#### ENUNCIADO DE LA TAREA:
Devuelve íntegro y sin ningún cambio el relato sobre la noche en el Piccadilly que aparece más abajo.

#### FRAGMENTO PROPORCIONADO:

En el Piccadilly se celebraba “La Noche de las Solteras” y unos colegas tenían muchas ganas de ir. Sonaba bien, pero era una trampa. Por lo visto las Solteras eran una parejita de chicas djs del palo moderno-lesbiano y, de hecho, se dice, y a mi me lo pareció, que el Piccadilly es un nicho de lesbianitas. Las había, en parejas, dándose piquitos. Además, mi amigo más antiguo en ese grupo decidió que no quería seguir allí, así que me quedé con los otros amiguetes, a los que conozco gracias a él. Digamos que se fue el nexo del grupo.
Me sentía un poco solo y decidí explorar. Al salir del baño, en la planta alta, vi a una chica que se colaba en la zona de sofás y, al echar un vistazo y comprobar que estaba sola, decidí sentarme en el sofá de enfrente. Y me puse a hablar con ella. De la disco, de la leyenda de que el Piccadilly, antes de ser guarida de modernos fue puticlub de lujo. El diseño del local invita a pensar que la leyenda es cierta. La chica era pequeñita y muy guapa, jovencísima. Sacó una crema hidratante para los labios y le pedí, por favor, que me dejase introducir mi dedo índice es ese pequeño recipiente, porque mis labios lo iban a agradecer. Empiezo a entender cómo funcionan las interacciones. Bla bla bla. No pienses, habla. Bla bla bla. La chica me contó que iba al Piccadilly porque estaba enamorada del camarero, aunque él no lo sabía. Luego, después de que ella bajase a la planta baja, me asomé a mirar al camarero y me pregunté qué pareja podían formar esa nena indie de metro sesenta y el coloso musculoso que servía copas tras la barra.

#### MATERIAL PROPORCIONADO:

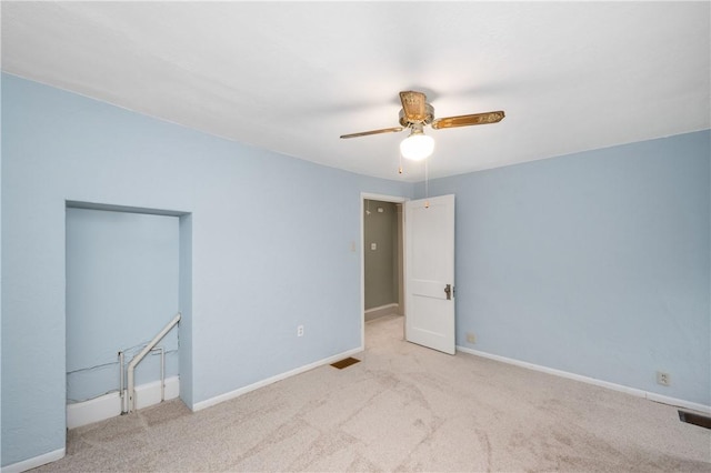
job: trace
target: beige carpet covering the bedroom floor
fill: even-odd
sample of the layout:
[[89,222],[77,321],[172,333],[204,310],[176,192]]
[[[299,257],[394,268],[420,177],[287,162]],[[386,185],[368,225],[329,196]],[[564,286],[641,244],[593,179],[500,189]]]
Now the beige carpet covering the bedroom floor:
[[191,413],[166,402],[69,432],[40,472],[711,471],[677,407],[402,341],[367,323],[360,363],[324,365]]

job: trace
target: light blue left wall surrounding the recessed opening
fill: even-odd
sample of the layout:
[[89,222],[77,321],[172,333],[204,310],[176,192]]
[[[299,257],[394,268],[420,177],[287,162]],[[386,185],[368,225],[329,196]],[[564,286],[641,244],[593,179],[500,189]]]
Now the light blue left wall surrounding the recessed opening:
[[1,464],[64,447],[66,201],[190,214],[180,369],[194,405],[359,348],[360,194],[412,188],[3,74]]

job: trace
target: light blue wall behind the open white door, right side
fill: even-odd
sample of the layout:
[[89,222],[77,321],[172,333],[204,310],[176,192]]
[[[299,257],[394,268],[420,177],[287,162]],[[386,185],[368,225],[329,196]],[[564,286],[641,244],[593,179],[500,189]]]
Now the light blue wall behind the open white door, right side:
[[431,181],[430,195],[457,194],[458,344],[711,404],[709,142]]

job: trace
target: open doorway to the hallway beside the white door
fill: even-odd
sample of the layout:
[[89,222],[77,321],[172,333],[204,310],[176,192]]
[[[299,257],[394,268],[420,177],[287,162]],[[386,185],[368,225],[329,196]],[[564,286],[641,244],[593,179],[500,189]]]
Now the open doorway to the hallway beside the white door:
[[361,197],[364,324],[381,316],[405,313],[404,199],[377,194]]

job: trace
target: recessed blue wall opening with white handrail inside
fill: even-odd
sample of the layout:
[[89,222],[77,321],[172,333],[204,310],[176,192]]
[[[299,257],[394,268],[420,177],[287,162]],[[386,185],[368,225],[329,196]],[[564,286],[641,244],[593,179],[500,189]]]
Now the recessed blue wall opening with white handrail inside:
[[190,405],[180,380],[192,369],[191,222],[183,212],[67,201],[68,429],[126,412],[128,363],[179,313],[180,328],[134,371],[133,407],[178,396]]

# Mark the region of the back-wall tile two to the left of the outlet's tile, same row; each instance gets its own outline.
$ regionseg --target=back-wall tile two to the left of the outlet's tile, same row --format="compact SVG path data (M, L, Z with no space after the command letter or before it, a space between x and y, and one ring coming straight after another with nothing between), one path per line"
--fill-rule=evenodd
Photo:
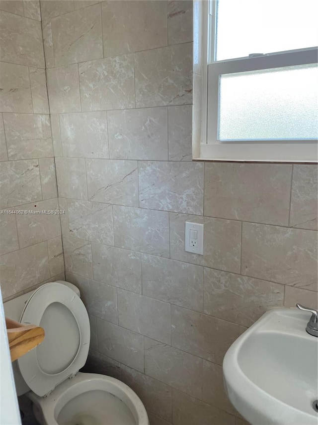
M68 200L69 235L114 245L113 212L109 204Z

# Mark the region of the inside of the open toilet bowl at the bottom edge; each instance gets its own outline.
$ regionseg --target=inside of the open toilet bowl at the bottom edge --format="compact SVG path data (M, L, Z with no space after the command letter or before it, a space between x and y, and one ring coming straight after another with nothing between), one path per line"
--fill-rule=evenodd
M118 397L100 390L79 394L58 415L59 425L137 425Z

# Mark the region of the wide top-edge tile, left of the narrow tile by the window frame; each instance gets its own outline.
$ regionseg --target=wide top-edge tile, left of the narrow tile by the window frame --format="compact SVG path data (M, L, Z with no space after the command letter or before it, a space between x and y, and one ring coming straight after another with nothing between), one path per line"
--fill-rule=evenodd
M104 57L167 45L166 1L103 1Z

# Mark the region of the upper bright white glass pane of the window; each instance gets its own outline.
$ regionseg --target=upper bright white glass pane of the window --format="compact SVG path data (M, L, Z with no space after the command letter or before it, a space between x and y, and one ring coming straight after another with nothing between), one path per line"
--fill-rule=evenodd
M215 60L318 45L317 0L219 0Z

#### RESULTADO DE LA TAREA:
En el Piccadilly se celebraba “La Noche de las Solteras” y unos colegas tenían muchas ganas de ir. Sonaba bien, pero era una trampa. Por lo visto las Solteras eran una parejita de chicas djs del palo moderno-lesbiano y, de hecho, se dice, y a mi me lo pareció, que el Piccadilly es un nicho de lesbianitas. Las había, en parejas, dándose piquitos. Además, mi amigo más antiguo en ese grupo decidió que no quería seguir allí, así que me quedé con los otros amiguetes, a los que conozco gracias a él. Digamos que se fue el nexo del grupo.
Me sentía un poco solo y decidí explorar. Al salir del baño, en la planta alta, vi a una chica que se colaba en la zona de sofás y, al echar un vistazo y comprobar que estaba sola, decidí sentarme en el sofá de enfrente. Y me puse a hablar con ella. De la disco, de la leyenda de que el Piccadilly, antes de ser guarida de modernos fue puticlub de lujo. El diseño del local invita a pensar que la leyenda es cierta. La chica era pequeñita y muy guapa, jovencísima. Sacó una crema hidratante para los labios y le pedí, por favor, que me dejase introducir mi dedo índice es ese pequeño recipiente, porque mis labios lo iban a agradecer. Empiezo a entender cómo funcionan las interacciones. Bla bla bla. No pienses, habla. Bla bla bla. La chica me contó que iba al Piccadilly porque estaba enamorada del camarero, aunque él no lo sabía. Luego, después de que ella bajase a la planta baja, me asomé a mirar al camarero y me pregunté qué pareja podían formar esa nena indie de metro sesenta y el coloso musculoso que servía copas tras la barra.